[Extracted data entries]
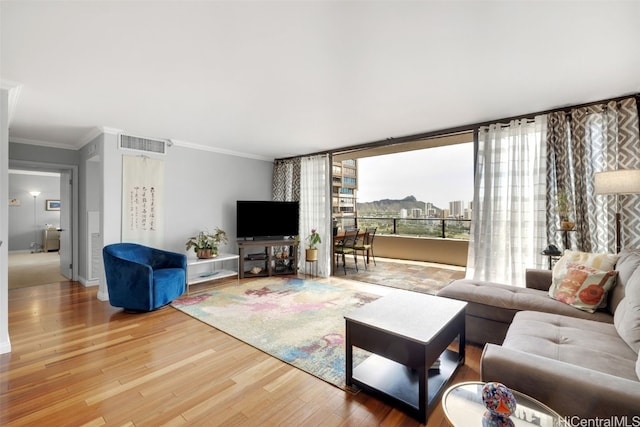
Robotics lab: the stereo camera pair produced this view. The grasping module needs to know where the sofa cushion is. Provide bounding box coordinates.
[553,249,619,276]
[549,262,616,313]
[437,279,613,323]
[613,268,640,353]
[502,311,638,381]
[608,249,640,314]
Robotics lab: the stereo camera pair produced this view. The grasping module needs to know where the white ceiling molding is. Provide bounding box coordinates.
[0,79,22,127]
[9,135,78,150]
[9,169,60,178]
[169,139,274,162]
[75,126,124,150]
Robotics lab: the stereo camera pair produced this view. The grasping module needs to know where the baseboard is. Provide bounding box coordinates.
[78,277,100,288]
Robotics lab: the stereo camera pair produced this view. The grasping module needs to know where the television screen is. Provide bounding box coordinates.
[236,200,299,239]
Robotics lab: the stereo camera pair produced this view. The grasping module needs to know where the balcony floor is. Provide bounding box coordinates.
[334,257,465,294]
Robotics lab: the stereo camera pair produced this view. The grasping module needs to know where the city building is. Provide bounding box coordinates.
[331,159,358,230]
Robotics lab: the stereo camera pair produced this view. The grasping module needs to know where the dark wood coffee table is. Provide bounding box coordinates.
[345,291,467,424]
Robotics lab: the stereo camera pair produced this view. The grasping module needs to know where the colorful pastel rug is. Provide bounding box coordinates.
[172,277,381,388]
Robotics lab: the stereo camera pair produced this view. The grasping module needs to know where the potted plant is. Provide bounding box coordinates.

**SET TASK**
Return the material exactly as given, apart from the pictures.

**FULL SOLUTION**
Robotics lab: the stereo camera pair produced this view. The grasping module needs to know where the sofa cushion is. Provide bounding box coordinates.
[553,249,619,276]
[549,262,616,313]
[437,279,613,323]
[613,268,640,353]
[502,311,638,381]
[608,249,640,314]
Robotics lab: the stereo camera pair produced this view. The grasping module needs to know where the white ceiling molding is. Provide bounding box coordinates.
[0,79,22,127]
[9,135,78,150]
[9,169,60,178]
[169,139,274,162]
[75,126,124,150]
Robotics lab: the stereo camera pair produced this view. The grasping module needs to know where the baseboard is. Provide bounding box coordinates.
[78,277,100,288]
Robotics lab: the stereo camera pair produced this view. The grasping module needs to know where the television screen is. Provide bounding box coordinates.
[236,200,299,239]
Robotics lab: the stereo camera pair produced this view. The grasping module needs to know where the balcony floor is. Provide bounding box coordinates.
[334,257,465,294]
Robotics lab: the stereo camera pair produced this view. The grasping module needs to know where the city building is. Provide bounding box coordinates.
[331,159,358,230]
Robotics lab: the stereo camera pair produced this view. The grasping module needs to know where the dark wood coffee table is. Provide bounding box coordinates.
[345,291,467,424]
Robotics lab: the stereo camera pair produced this view. The grasping module needs to know where the colorful pastel rug is. Provide bounding box coordinates.
[172,277,381,388]
Robotics lab: the stereo camera pair produced this view. The grasping module needs to know where the potted plant is. Provide bounding box coordinates.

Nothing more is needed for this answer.